Un article écrit par Frédéric Lewino pour Le Point auquel j'ai collaboré avec plaisir. (texte intégral).
Envahis par les mobil-homes, les campings deviennent de véritables cités. Avec la cabanisation illégale, c'est désormais la principale menace de colonisation du littoral.
La soixantaine depuis longtemps dans le rétroviseur, Raymond et sa femme Odette restent des inconditionnels du camping. « Mais attention, précise-t-il avec véhémence, sous la tente ! » Ah bon, existe-t-il donc une autre forme de camping ? Que ne fallait-il pas dire ! Raymond explose : « Dites-moi, jeune homme, récemment, avez-vous visité un camping en bord de mer ? Certainement pas, car vous auriez alors remarqué que les tentes ont disparu, remplacées par des mobil-homes ! C'est plus des campings, ça. C'est devenu des... bétonlands ! »
Raymond n'est pas le seul à se sentir floué. De Dunkerque à Biarritz et de Perpignan à Menton, la plupart des campings se sont couverts de mobil-homes, les faisant ressembler à des lotissements. Ces minivillas sur roues connaissent un succès formidable. En douze ans, leur nombre est passé de 20 000 à 120 000 sur le littoral. Et l'invasion se poursuit au rythme de 20 000 unités par an ! Le vieil homme amer a bien raison : les campings, surtout 3 et 4 étoiles, sont devenus des villages de vacances où la tente nomade s'est transformée en villa sédentaire, la piscine en complexe nautique, l'épicerie en supermarché, le terrain de boules en tennis, la buvette en restaurant, et le juke-box en discothèque. C'est Sin City ! Alors que la loi littoral est parvenue ces dix dernières années à juguler l'appétit des promoteurs, les propriétaires de campings ont pu, en toute liberté, urbaniser leurs établissements. Deux poids, deux mesures.
Le mobil-home roule comme l'autruche vole... Les délégués régionaux du Conservatoire du littoral dénoncent unanimement ce phénomène paradoxal. « Toutes les communes de la Côte sont touchées », constate Christian Desplats, responsable de la région Paca.
Pour preuve, le Kon Tiki, un établissement installé le long de la plage de Pampelonne (commune de Ramatuelle), à deux pas de Saint-Tropez. Pas moyen de le manquer. Son propriétaire a érigé face à la mer une impressionnante « muraille de Chine » constituée d'une bonne trentaine de mobil-homes déguisés en paillotes polynésiennes pour faire avaler la pilule. Mais le meilleur est derrière : une immense fourmilière composée de centaines de mobil-homes serrés comme des sardines en caque. Ici, les riches retraités, propriétaires de leur résidence mobile. Là, celles qui sont louées à une clientèle aisée capable de payer jusqu'à 1 500 euros par semaine. Plus loin, les logements plus rustiques sont destinés aux familles. Enfin, parqué près de l'entrée, voici le camp des derniers des Mohicans à encore préférer la tente. Le Kon Tiki n'est qu'un exemple parmi d'autres. Il y a pis.

- - - - -

_Consigne a_:
Relevez dans les enregistrements ci-dessous chaque ligne où figure la chaîne « platform ». La casse compte.

- - - - -

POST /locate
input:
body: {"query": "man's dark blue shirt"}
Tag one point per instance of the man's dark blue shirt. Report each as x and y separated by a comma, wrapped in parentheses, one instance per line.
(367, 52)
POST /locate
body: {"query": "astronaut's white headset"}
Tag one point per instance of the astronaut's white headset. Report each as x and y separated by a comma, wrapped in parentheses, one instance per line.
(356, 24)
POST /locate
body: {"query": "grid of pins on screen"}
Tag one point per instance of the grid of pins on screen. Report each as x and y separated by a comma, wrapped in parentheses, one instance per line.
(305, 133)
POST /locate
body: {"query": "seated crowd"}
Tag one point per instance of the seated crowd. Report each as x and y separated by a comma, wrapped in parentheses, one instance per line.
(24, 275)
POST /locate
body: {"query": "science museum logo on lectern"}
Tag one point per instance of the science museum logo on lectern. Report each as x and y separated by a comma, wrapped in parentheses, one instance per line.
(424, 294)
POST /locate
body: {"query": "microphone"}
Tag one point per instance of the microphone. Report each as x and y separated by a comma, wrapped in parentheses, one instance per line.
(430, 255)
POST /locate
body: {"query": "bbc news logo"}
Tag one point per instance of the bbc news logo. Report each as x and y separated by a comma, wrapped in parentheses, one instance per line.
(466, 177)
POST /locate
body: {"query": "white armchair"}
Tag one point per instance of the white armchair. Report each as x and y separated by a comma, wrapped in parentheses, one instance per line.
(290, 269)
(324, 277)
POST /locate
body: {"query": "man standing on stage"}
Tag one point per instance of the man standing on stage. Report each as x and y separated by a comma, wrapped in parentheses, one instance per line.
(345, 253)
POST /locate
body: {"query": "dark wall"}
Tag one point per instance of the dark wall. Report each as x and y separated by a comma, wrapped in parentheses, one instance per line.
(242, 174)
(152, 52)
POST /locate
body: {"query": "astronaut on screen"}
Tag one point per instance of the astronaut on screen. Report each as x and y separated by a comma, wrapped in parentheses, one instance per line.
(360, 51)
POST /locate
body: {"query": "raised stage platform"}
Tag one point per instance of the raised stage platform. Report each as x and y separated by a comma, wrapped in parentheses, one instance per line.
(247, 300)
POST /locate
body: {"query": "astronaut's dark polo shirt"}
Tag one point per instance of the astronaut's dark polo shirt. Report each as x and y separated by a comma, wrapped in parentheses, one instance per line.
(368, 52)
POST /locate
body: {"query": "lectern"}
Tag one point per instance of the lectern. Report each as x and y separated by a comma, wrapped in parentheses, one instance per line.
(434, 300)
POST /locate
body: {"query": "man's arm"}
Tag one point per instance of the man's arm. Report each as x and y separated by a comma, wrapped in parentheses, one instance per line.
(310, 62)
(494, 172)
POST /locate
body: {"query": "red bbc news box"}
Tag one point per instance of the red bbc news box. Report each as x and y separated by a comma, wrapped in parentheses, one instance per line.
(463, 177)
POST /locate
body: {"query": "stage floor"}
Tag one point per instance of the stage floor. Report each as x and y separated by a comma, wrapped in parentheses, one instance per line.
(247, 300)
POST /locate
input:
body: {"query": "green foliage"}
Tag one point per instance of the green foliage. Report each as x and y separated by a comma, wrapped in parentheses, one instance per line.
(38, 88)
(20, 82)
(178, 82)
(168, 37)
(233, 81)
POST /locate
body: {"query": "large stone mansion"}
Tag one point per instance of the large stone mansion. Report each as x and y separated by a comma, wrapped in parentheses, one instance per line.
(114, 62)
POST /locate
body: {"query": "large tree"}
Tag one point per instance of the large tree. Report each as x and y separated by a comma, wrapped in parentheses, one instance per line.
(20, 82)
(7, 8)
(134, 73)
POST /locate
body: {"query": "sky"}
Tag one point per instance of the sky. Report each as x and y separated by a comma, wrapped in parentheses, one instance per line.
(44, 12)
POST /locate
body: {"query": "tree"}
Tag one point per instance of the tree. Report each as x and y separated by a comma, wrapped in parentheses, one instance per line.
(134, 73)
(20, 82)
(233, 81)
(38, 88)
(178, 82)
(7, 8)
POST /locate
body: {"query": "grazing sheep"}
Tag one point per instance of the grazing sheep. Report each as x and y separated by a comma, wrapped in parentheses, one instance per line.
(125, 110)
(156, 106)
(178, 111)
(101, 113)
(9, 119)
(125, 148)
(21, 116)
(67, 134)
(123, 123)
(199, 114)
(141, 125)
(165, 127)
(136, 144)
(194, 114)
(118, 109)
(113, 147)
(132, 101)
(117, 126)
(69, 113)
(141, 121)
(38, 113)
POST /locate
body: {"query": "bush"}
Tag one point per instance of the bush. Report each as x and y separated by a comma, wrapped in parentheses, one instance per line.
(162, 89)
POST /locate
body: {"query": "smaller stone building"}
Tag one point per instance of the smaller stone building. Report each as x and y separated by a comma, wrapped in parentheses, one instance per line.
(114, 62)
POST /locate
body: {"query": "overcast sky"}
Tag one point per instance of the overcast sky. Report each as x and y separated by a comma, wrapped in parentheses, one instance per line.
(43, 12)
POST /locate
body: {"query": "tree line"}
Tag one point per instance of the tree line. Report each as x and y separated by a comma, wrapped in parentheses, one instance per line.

- - - - -

_Consigne b_:
Condensez sous forme de liste le paragraphe de l'article qui commence par « Raymond n'est pas le seul », sans en perdre les faits principaux.

_Réponse a_:
body: {"query": "raised stage platform"}
Tag one point per instance of the raised stage platform. Report each as x and y separated by a comma, wrapped in parentheses, one instance per line.

_Réponse b_:
- De Dunkerque à Biarritz et de Perpignan à Menton, la plupart des campings se sont couverts de mobil-homes et ressemblent à des lotissements.
- En douze ans, le nombre de mobil-homes sur le littoral est passé de 20 000 à 120 000, et il augmente encore de 20 000 par an.
- Les campings, surtout les 3 et 4 étoiles, sont devenus des villages de vacances : la tente a cédé la place à la villa, la piscine au complexe nautique, l'épicerie au supermarché, le terrain de boules au tennis, la buvette au restaurant et le juke-box à la discothèque.
- Depuis dix ans, la loi littoral a freiné les promoteurs, mais les propriétaires de campings ont pu urbaniser librement leurs établissements.